**Tasks to complete**:
1. In the forum post below about accumulating attention weights, shorten the paragraph that begins "I am working on implementing" while keeping its main facts.
2. Write what comes next in the forum post below about accumulating attention weights, starting after its final line.

**Selected extract**:
* * *

Hi,
I am working on implementing an attention based summarization model. Let’s assume that batch_size=2, vocabulary size=4, sequence length=3. I want to accumulate attention weights to create a probs matrix and then use these matrix to sample the words. Below is an example.
word_indices (batch_size, sequence_length)
[ 0 2 3
0 1 1 ] # duplicate word index
attn_weights (batch_size, sequence_length)
[ 0.1 0.3 0.6 ex) 0.3 is attention weights for word index 2
0.7 0.1 0.2 ]
probs (batch_size, vocabulary_size)

* * *

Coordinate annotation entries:

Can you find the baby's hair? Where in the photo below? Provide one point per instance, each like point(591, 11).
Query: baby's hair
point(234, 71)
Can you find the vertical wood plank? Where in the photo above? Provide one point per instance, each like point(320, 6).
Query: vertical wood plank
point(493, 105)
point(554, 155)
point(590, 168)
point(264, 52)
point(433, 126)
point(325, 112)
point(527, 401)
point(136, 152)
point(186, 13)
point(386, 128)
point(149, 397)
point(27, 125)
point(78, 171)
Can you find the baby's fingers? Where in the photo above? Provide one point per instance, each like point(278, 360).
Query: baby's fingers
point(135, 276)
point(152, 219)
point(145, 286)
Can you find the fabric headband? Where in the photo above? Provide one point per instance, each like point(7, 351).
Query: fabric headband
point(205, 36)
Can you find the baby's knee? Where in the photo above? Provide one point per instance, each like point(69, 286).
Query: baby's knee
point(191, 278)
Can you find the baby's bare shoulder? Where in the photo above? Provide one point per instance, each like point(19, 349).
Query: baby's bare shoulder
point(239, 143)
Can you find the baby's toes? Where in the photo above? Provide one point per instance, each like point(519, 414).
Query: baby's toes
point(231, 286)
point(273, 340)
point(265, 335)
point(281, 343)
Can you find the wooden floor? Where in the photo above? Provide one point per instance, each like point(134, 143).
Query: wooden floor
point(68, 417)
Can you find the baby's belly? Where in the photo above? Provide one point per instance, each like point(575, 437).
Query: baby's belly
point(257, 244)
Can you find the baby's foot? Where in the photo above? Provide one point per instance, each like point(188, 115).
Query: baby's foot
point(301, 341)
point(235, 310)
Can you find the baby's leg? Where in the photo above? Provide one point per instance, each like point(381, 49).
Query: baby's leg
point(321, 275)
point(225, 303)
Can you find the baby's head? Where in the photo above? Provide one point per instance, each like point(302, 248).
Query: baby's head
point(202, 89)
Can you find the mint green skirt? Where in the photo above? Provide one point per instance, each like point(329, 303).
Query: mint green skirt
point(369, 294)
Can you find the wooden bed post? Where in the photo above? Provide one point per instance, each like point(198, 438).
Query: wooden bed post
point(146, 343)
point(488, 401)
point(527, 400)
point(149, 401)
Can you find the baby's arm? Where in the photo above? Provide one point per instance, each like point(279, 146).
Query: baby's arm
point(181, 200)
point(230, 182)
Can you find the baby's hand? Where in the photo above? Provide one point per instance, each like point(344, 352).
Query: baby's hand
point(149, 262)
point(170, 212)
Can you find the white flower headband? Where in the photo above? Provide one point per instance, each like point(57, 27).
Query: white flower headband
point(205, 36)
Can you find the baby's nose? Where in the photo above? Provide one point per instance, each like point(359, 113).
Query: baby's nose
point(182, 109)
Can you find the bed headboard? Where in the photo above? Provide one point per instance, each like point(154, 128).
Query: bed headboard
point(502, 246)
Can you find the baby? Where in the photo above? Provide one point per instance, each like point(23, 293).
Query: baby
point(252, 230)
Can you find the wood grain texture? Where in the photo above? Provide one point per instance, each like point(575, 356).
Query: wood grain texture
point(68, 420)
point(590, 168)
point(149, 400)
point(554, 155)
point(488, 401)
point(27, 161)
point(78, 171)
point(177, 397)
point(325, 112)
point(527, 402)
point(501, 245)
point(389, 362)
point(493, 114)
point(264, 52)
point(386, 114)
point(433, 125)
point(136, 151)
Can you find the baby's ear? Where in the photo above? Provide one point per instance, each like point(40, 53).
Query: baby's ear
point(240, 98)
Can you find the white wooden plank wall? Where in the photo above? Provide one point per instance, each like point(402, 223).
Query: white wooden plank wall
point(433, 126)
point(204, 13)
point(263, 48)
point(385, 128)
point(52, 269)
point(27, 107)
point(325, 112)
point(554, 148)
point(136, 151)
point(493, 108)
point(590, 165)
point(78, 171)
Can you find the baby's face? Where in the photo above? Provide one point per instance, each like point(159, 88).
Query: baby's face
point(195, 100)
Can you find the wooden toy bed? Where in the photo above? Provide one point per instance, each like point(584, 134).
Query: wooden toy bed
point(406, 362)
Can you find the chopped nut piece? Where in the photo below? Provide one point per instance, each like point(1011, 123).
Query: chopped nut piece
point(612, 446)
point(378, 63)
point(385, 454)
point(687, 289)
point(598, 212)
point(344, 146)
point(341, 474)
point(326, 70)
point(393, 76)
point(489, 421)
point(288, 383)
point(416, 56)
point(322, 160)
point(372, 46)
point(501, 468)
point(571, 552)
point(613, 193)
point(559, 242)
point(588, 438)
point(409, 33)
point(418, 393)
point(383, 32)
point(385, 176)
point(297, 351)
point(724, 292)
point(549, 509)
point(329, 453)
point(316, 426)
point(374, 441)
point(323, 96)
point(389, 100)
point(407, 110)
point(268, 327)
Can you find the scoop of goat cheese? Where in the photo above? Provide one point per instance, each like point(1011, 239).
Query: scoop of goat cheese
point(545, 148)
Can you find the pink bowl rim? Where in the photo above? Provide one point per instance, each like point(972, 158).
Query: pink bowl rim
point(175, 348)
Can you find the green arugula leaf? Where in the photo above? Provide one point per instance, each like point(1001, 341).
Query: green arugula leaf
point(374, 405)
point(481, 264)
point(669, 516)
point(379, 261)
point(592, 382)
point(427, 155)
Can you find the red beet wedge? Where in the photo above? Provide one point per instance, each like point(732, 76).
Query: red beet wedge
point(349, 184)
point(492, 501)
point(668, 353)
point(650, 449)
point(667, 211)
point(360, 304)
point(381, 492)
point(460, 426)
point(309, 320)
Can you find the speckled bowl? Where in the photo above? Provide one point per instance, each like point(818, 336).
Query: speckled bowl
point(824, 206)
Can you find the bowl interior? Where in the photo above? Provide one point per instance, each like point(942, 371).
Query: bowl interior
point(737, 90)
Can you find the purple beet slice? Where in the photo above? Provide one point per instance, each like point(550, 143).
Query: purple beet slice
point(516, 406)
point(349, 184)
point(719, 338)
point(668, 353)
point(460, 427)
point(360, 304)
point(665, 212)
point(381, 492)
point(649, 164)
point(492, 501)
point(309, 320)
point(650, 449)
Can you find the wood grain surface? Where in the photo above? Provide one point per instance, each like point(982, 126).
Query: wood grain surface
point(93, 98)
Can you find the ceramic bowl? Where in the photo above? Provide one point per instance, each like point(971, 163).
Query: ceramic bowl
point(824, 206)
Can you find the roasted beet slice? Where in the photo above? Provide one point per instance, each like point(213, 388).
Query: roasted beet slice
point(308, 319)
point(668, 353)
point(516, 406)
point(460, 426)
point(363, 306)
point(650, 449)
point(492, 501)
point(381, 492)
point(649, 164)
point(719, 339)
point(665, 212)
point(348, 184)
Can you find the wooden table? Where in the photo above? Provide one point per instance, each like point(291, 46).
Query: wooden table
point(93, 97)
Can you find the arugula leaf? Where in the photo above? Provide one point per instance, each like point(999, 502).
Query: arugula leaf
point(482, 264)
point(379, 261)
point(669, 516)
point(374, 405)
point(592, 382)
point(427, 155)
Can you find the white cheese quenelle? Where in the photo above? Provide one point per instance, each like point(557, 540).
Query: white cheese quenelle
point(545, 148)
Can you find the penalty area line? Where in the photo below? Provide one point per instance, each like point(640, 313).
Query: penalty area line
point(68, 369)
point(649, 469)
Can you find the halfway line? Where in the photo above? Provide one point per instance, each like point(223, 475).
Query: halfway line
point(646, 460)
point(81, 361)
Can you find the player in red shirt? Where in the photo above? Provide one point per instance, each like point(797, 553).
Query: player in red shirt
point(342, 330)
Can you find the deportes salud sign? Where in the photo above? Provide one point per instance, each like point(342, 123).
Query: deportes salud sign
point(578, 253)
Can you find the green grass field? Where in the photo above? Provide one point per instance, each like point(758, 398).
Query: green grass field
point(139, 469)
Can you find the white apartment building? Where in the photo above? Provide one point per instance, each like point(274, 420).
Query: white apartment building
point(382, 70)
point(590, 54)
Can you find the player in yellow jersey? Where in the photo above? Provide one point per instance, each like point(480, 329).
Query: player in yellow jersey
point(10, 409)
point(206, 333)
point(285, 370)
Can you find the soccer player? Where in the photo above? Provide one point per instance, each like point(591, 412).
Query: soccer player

* * *

**Exercise responses**:
1. The poster is building an attention-based summarization model. Using a batch size of 2, a vocabulary size of 4 and a sequence length of 3, they want to add up attention weights into a probs matrix and then sample words from that matrix. An example is given.

2.
[ 0 0 0 0
0 0 0 0 ]
batch_indices = [0, 0, 0, 1, 1, 1]
word_indices = [0, 2, 3, 0, 1, 1]
repeat_indices= [0, 1, 2, 0, 1, 2]
# Accumulate attention weights
probs[batch_indices, word_indices] += attn_weights[batch_indices, repeat_indices]
I want to get the result as below.
probs = [ 0.1 0 0.3 0.6
0.7 0.3 0 0 ]
However, I got the result as below.
probs = [ 0.1 0 0.3 0.6
0.7 0.2 0 0 ]
The problem is that when there is a duplicate index ((1, 1) twice), only the value corresponding to the last index is applied.
How can i get the desired result?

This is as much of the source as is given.